• _Job 1_
Using the excerpt on the motion to dismiss, state whether each statement agrees with it, and answer yes or no with the deciding words quoted. (a) Under the settlement agreement, FTS would receive $822,000 of the escrow. (b) The defendants were charged with collecting assets and creating an estate for payments of claims against Holdings. (c) Any party could pursue Plaintiffs' claim against FTS under the alter ego theory.
• _Job 2_
Revise the excerpt on the motion to dismiss from "In response, Plaintiffs" up to and including "receiving $822,000. (Id.).", putting "trustee in bankruptcy" wherever "bankruptcy trustee" appears.

• _Source extract_
-- START --

Specifically, FTS asserts that Plaintiffs' claims cannot be litigated outside of the bankruptcy proceedings. (Defendant Formula Telecom, Inc.'s Reply to Plaintiffs' Opposition to Motion to Dismiss ("FTS Reply"), Doc. No. 16, p. 5). The bankruptcy trustee, not the defendants, was charged with collecting assets and creating an estate for payments of claims against Holdings. (Defendant Formula Telecom, Inc.'s Memorandum in Support of Motion to Dismiss ("FTS Memorandum"), Doc. No. 3, pp. 3-4). Likewise, only the bankruptcy trustee could pursue Plaintiffs' claim against FTS under the alter ego theory. (FTS Reply, p. 5). Accordingly, the bankruptcy trustee, which stands in the shoes of Holdings, must be a party to any claim against Holdings.

In response, Plaintiffs assert that the bankruptcy trustee made the settlement payment to FTS in consideration for FTS's liability for the claims of Holdings, such as Plaintiffs' lawsuit. Plaintiffs assert that, pursuant to the bankruptcy action, FTS was a creditor of Holdings, seeking to be paid to indemnify FTS against Plaintiffs' claims. (Response, p. 3). The bankruptcy trustee, Holdings and FTS entered into the settlement agreement that provided that FTS would receive $822,000 of the escrow. (Id., pp. 3-4). Plaintiffs assert that FTS took on the liability for Plaintiffs' claims in consideration for receiving $822,000. (Id.).

-- END --

• _Data listing_
-- START --

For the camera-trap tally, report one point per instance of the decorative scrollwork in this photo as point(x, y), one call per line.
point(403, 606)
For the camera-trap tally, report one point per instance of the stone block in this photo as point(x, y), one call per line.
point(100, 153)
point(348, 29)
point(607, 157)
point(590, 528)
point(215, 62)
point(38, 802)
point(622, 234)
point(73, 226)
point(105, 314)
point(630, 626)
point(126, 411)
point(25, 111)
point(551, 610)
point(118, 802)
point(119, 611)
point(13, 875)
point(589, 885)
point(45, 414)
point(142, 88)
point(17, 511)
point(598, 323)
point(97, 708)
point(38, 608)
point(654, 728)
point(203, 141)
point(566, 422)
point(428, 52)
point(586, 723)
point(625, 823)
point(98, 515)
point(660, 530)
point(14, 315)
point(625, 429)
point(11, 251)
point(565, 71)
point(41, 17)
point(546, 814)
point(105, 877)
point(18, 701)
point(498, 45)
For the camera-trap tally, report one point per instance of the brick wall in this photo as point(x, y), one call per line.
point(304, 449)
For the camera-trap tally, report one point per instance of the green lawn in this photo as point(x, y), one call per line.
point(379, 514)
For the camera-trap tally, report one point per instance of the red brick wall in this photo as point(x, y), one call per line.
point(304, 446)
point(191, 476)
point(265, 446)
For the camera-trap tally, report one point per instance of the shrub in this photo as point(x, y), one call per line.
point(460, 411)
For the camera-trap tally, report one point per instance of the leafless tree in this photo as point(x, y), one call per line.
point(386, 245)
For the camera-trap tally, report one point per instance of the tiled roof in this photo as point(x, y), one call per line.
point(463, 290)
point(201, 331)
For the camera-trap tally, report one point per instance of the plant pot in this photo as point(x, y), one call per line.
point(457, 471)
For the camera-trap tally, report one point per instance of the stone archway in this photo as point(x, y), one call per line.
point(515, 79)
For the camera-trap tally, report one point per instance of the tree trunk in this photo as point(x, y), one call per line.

-- END --

• _Expected output 1_
(a) Yes: "provided that FTS would receive $822,000 of the escrow"
(b) No: "The bankruptcy trustee, not the defendants, was charged with collecting assets and creating an estate for payments of claims against Holdings"
(c) No: "only the bankruptcy trustee could pursue Plaintiffs' claim against FTS under the alter ego theory"

• _Expected output 2_
In response, Plaintiffs assert that the trustee in bankruptcy made the settlement payment to FTS in consideration for FTS's liability for the claims of Holdings, such as Plaintiffs' lawsuit. Plaintiffs assert that, pursuant to the bankruptcy action, FTS was a creditor of Holdings, seeking to be paid to indemnify FTS against Plaintiffs' claims. (Response, p. 3). The trustee in bankruptcy, Holdings and FTS entered into the settlement agreement that provided that FTS would receive $822,000 of the escrow. (Id., pp. 3-4). Plaintiffs assert that FTS took on the liability for Plaintiffs' claims in consideration for receiving $822,000. (Id.).